PROMPT –
Could you please retype all of the entries exactly as they appear?

══ EXERCISE MATERIALS

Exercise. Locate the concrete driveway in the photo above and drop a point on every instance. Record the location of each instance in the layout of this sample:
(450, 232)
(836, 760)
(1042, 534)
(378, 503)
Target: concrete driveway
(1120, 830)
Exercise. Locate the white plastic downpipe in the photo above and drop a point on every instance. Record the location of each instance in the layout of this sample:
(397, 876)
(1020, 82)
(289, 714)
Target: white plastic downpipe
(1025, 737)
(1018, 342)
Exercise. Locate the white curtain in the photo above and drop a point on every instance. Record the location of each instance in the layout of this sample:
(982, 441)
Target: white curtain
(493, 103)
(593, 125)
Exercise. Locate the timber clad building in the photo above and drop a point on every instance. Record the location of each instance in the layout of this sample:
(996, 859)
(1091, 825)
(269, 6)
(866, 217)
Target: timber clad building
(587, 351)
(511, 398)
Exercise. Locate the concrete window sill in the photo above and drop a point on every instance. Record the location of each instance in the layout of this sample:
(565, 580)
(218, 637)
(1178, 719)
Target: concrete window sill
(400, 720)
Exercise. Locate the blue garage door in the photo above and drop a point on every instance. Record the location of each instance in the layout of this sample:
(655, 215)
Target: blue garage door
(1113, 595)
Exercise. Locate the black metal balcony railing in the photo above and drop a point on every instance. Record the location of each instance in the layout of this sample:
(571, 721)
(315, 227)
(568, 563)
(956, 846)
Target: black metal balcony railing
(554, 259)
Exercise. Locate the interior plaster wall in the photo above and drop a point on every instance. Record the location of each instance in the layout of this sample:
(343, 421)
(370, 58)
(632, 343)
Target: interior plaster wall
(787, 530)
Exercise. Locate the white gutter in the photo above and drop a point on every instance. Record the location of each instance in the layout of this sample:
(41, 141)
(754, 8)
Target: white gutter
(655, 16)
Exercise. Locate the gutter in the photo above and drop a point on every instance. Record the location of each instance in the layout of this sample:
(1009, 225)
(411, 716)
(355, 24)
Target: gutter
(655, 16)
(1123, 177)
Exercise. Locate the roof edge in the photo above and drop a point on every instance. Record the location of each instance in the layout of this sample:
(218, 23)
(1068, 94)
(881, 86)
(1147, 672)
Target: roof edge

════

TASK OUTPUT –
Exercise. Locate the concrete driveway in the photo above and drop a point on every instance. Record the location of each instance in the layout of this sample:
(450, 232)
(836, 760)
(1042, 534)
(378, 503)
Target: concrete driveway
(1120, 830)
Exercise. Locate the white plastic downpipe in the photo above and drop a point on every instance. Record the location of each instance in the layout of this sample:
(397, 876)
(1020, 82)
(289, 714)
Target: white plastic downpipe
(1025, 737)
(1018, 342)
Exercise. Locate the white curtain in the photo above and drop a point on every instance. Record the location of each instance in the layout of this sample:
(982, 441)
Target: white curtain
(493, 103)
(593, 125)
Exercise. Locate the timber clad building in the photo above and drop a point on every instance. Record the location of each instance in the layout of this sample:
(996, 859)
(1091, 825)
(269, 6)
(866, 217)
Target: timber clad building
(587, 351)
(511, 398)
Exercise. Locate the concrete window sill in the photo above and drop a point on every instance. Record the location of each instance in the layout of this sample:
(565, 580)
(218, 637)
(1178, 719)
Target: concrete window sill
(400, 720)
Exercise. Locate the blue garage door in the photo above and drop a point on every instance. Record the location of each instance in the layout of this sample:
(655, 215)
Target: blue garage door
(1113, 595)
Exercise. Locate the black metal balcony railing in the photo above and drop a point on every instance. Record the location of each instance in the layout of this sample:
(571, 721)
(315, 227)
(568, 563)
(956, 846)
Target: black metal balcony railing
(554, 259)
Exercise. Locate the interior plaster wall in the photo above and drop a point on every instance. Record the location of each instance in the layout of this sample:
(343, 421)
(370, 58)
(632, 343)
Target: interior plaster wall
(787, 530)
Exercise. Locate the white gutter in the photo above and drop a point on every instance. Record the location of each instance in the layout of this sample:
(41, 141)
(754, 8)
Target: white gutter
(655, 16)
Exercise. Locate the gutter in the photo above and drop a point on every instance. Record the location of each instance in the layout of this sample:
(1009, 225)
(411, 716)
(355, 24)
Target: gutter
(655, 16)
(1123, 177)
Exercise. Locate the roof edge in the photo above and drop a point on every instance. Record the location of each instance in the layout of this sample:
(218, 23)
(1068, 94)
(881, 86)
(1147, 672)
Target: roof edge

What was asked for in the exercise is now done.